──────── Dataset

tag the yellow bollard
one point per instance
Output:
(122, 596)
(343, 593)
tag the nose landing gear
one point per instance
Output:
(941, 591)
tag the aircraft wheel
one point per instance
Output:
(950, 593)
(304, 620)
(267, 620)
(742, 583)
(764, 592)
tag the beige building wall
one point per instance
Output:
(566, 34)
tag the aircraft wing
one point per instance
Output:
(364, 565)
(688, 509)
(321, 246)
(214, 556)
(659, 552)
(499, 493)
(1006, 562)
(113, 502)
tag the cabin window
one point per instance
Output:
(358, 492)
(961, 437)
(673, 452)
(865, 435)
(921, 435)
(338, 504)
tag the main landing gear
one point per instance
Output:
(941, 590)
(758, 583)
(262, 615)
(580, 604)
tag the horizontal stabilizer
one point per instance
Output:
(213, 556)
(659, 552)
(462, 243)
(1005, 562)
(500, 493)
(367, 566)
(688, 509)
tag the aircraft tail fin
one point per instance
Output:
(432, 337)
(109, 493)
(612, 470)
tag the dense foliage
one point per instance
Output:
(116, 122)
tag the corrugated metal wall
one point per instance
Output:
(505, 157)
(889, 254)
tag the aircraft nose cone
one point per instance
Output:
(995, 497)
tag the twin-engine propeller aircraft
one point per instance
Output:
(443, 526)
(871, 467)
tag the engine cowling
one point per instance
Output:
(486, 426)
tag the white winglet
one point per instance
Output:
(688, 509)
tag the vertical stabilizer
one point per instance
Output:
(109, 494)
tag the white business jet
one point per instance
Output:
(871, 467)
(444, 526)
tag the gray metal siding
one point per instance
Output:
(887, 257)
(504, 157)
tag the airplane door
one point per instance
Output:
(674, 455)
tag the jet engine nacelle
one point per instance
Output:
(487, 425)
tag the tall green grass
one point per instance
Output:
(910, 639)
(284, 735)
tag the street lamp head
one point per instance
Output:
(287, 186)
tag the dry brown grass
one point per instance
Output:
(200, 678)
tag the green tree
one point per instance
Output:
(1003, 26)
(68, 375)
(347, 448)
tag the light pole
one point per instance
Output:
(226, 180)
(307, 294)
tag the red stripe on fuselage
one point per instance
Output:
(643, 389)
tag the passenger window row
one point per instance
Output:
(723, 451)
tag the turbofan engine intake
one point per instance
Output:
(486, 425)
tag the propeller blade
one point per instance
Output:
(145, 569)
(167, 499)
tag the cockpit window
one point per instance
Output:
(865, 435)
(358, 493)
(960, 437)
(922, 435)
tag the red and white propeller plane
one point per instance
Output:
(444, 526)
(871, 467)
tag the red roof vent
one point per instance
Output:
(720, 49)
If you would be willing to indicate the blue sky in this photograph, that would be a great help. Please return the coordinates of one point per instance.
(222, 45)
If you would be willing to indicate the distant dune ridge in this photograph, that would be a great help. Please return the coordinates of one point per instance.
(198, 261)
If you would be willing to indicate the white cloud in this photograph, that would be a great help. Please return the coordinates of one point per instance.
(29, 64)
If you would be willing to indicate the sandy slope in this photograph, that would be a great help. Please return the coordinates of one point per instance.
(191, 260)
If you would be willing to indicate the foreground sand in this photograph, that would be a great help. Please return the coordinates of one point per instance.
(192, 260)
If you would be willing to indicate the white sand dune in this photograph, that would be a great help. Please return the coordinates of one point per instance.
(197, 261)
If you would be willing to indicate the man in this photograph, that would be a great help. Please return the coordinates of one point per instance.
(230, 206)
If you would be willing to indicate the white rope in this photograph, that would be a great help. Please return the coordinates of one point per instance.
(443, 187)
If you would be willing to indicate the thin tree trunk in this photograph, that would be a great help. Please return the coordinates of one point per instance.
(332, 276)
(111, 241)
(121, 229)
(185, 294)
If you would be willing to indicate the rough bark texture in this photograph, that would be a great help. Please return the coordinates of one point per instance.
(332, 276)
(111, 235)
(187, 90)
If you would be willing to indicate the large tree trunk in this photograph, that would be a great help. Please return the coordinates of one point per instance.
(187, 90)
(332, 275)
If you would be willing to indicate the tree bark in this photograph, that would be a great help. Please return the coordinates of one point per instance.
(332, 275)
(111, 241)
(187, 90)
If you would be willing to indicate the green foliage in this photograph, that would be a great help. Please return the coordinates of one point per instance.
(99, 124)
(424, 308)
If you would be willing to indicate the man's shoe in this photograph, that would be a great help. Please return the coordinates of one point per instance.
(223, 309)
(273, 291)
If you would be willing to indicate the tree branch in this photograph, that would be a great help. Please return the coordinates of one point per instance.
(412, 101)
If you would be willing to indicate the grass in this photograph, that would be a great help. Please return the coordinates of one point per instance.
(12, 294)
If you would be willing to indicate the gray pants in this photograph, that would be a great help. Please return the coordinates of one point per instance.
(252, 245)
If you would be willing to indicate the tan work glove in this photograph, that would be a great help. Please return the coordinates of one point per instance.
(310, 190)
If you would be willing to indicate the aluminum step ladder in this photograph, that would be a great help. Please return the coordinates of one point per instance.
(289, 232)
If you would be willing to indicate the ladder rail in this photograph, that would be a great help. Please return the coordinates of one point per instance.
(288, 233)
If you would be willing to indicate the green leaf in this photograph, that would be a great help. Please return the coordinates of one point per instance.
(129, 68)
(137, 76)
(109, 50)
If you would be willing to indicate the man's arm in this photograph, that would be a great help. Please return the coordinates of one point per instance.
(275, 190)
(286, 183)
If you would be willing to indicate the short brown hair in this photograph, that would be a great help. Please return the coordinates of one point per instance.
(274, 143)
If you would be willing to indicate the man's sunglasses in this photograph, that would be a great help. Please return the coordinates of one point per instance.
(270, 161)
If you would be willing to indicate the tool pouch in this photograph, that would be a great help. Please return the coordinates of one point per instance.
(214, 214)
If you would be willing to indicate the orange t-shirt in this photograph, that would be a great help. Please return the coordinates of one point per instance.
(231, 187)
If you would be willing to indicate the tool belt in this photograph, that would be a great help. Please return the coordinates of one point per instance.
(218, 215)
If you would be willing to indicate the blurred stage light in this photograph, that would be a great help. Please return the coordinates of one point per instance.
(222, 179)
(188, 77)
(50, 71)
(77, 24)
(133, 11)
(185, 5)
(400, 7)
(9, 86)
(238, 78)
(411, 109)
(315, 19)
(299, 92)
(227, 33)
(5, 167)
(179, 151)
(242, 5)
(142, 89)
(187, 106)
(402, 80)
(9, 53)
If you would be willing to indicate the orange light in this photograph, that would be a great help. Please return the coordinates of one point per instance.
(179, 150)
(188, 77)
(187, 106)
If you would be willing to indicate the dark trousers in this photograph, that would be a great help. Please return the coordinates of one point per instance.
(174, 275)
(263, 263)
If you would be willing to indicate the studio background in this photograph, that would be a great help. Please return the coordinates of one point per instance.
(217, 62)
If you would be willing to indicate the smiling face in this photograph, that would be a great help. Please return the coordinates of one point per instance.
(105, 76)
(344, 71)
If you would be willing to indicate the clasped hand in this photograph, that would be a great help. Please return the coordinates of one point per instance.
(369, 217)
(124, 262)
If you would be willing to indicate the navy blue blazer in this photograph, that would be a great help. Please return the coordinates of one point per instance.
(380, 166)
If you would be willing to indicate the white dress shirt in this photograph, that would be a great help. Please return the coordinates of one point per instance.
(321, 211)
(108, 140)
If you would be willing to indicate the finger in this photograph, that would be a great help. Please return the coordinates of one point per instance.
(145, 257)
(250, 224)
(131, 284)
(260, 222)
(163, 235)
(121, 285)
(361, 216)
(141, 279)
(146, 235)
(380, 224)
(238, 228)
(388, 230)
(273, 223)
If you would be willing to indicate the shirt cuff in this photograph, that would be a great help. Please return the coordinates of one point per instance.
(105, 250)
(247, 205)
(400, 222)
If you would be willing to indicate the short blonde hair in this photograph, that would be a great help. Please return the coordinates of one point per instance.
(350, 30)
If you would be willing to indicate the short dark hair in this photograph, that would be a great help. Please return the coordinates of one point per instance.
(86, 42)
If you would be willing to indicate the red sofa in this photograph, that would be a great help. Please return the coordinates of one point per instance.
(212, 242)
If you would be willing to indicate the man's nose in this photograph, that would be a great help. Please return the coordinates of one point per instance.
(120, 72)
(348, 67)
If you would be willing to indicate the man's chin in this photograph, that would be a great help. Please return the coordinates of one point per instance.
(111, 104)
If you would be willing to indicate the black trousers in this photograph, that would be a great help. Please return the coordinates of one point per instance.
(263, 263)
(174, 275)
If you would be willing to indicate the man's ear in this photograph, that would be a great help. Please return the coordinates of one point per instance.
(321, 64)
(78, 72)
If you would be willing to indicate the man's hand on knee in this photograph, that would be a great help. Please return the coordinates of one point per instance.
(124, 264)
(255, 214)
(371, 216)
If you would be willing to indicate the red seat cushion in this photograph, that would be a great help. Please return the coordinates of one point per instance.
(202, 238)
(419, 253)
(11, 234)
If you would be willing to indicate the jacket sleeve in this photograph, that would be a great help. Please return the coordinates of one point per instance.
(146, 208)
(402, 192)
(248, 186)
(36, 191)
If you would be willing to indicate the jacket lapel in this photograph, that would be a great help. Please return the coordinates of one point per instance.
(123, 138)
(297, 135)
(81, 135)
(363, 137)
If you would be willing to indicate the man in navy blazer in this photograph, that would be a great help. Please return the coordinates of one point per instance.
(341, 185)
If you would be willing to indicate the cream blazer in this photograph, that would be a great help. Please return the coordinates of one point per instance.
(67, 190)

────────────────

Copy exactly the line containing "If you would be willing to indicate the short dark" and every line after it, ending with the last line of the records above.

If you would be willing to indicate the short dark hair in this photograph, that would be a great help. Please return the coordinates of one point per instance.
(86, 42)
If you would be willing to indicate the red sofa in this photograph, that would be a great help. Please return the coordinates of one point per instance.
(212, 242)
If you would be willing to indicate the man's nose in this photograph, that would be a great help. Please return the coordinates of one point per instance.
(120, 72)
(348, 67)
If you would be willing to indicate the man's chin in this photograph, that would be a great help. Please return the coordinates of one point per instance.
(111, 104)
If you would be willing to indicate the black trousers in this photograph, that would be a great help. Please return the coordinates of one point per instance.
(263, 263)
(174, 275)
If you would be willing to indicate the man's ear in this photograph, that would be a great help. Please return the coordinates of one point per instance.
(321, 64)
(78, 72)
If you would be willing to indicate the man's hand on knee in this photograph, that would be a great help. Please return the coordinates of one point per instance.
(124, 264)
(255, 214)
(371, 216)
If you would be willing to indicate the red seat cushion in this photograph, that would be a great help. Please return the coordinates of one point per instance.
(202, 238)
(419, 253)
(11, 234)
If you would be willing to indicate the jacket sleeve in this photograph, that would be a great help. Please return the coordinates of one point per instance.
(146, 208)
(402, 192)
(248, 186)
(36, 191)
If you would be willing to indicate the jacket lapel in this photograph, that would be a great help. Please return the coordinates of one point per instance.
(123, 138)
(297, 135)
(81, 135)
(363, 137)
If you would be willing to indicate the man in navy blazer in this photograph, that would be a great help. Please return the coordinates of one point per instance.
(341, 185)
If you would be willing to indicate the cream blazer in this photograph, that would be a great help. Please return the coordinates of one point per instance.
(67, 190)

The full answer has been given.